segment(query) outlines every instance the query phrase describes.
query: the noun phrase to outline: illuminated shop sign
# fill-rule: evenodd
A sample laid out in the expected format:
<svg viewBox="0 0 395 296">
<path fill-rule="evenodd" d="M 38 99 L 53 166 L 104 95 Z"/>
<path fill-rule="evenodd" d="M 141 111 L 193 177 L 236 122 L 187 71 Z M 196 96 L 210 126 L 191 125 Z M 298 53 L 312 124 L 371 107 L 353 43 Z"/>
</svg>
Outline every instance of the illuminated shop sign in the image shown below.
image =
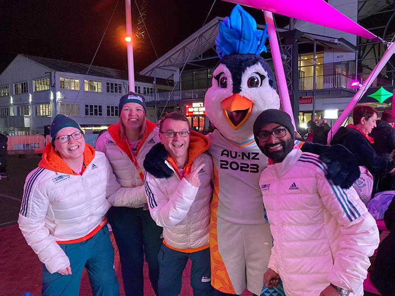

══════

* _Set problem_: Retype each item above word for word, leaving out the pictures.

* _Result of this task_:
segment(query) outlines every instance the query phrase describes.
query: the noun phrase to outline: illuminated shop sign
# fill-rule: evenodd
A sample laid out in the expected format:
<svg viewBox="0 0 395 296">
<path fill-rule="evenodd" d="M 38 99 L 53 166 L 104 95 Z"/>
<path fill-rule="evenodd" d="M 141 111 L 193 177 L 236 122 L 187 71 Z M 196 96 L 210 126 L 191 125 Z M 298 53 L 312 124 L 371 107 L 353 43 Z"/>
</svg>
Outline every instance of the illuminated shop sign in the image shown below.
image =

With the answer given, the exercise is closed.